### Passage shown:

So, are the readers the real editors like Stan Lee always claimed?

Well, yeah, in the broad sense of things. you decide whether a book lives or dies by deciding whether you'll purchase it or not. The fact that so many readers buy X-Men or Spider-Man or Superman or this year's unwieldy crossover helps the publishers determine whether they'll do more or less books featuring X-Men or Spider-Man or Superman or if there will be an unwieldy crossover next year.

Some years back, the quality started slipping on the unwieldy crossovers that were popping up like pimples throughout the industry. There were too many of them and they were getting increasingly less special, so publishers stopped producing them at such a frantic pace. You hated having runs of your favorite books interrupted in order to accommodate yet another unwieldy crossover every few months, it seems. The readers spoke - the publishers reacted.

When it became apparent that readers weren't going to support five Superman titles, DC axed a couple of them.

When a Spider-Man book or story loses its steam, it's terminated as well. When readers reacted negatively in record numbers to "The Clone Saga," the powers-that-be revised their plans. When readers rejected the retroactive revisions in "Spider-Man: Chapter One," it was all but ignored in the months that followed.

As popular as the X-Men are, they've left a tangle of terminated titles by the trail over the years. From "X-Men: The Hidden Years" to the "New Mutants" to "X-Force" to "X-Factor" to "Bishop" to "Cable" to "Jubilee" and dozens more, mutants have taken a tumble by the truckload. As much as we all equate the X-Men with success, Marvel's merry mutants have had far more false starts and failures than Nova, Sub-Mariner, Prez and Aquaman combined.

### Dataset records:
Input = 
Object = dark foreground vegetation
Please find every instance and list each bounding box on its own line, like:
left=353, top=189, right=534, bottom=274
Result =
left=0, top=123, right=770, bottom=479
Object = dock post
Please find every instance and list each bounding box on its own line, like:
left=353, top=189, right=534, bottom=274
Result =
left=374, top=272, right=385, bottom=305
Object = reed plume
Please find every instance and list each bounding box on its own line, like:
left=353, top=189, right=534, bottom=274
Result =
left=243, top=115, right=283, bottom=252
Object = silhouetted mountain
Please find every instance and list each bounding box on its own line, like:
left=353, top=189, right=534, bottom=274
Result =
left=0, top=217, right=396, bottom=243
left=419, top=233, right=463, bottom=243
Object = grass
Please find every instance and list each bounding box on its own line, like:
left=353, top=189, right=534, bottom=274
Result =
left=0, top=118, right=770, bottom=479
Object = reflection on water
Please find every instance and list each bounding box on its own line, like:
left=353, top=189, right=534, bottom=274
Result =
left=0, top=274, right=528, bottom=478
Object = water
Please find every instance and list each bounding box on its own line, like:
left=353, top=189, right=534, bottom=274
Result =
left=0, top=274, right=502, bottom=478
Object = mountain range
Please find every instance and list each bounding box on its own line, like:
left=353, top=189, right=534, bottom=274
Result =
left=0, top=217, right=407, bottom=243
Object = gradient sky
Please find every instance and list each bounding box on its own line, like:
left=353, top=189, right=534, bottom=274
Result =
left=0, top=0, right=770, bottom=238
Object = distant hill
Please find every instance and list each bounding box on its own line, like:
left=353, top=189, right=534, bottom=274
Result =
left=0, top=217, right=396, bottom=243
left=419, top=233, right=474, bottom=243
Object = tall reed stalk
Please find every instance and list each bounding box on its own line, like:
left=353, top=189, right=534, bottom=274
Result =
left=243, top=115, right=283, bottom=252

### Work to do:
1. According to the essay on comic book readers, what did DC do when it became clear readers would not support five Superman titles?
2. Write the next part of the essay on comic book readers as editors, picking up after its final sentence.
The rows above are separate material with no connection to the essay on comic book readers.

### Answers to the exercises:
1. DC axed a couple of them.

2.
If you guys respond to gimmick covers, you'll get gimmick covers by the carload. If you wake up tomorrow and start buying Westerns or Romance books, everybody will start pumping out Western and Romance books like crazy.

So, yeah, in a way you really do call the shots.

But only in very broad terms.

If you decided tomorrow that you don't like my lettering on "Savage Dragon," you can't force any change on me. You can write letters, sure, you can bitch about it, sure, but your real power comes when you decide to buy a book or not buy a book. If my funky lettering is enough of an obstacle that you just can't bring yourself to purchase "Savage Dragon," your only option is to stop buying the book. You can't make small editorial changes. That has to come from us.

The thing is, there's no real consensus out there. For every reader who says he likes something there are others who insist that they don't. Editors aren't going to fire an individual creator if they're getting support from a large segment of the comic book buying community. A short while back a number of readers (accompanied by a legion of trolls) jumped on the "I hate Chuck Austen" bandwagon and badmouthed his work to beat the band. But as long as readers continued to purchase the books he produced, there was no reason for publishers to show Chuck the door.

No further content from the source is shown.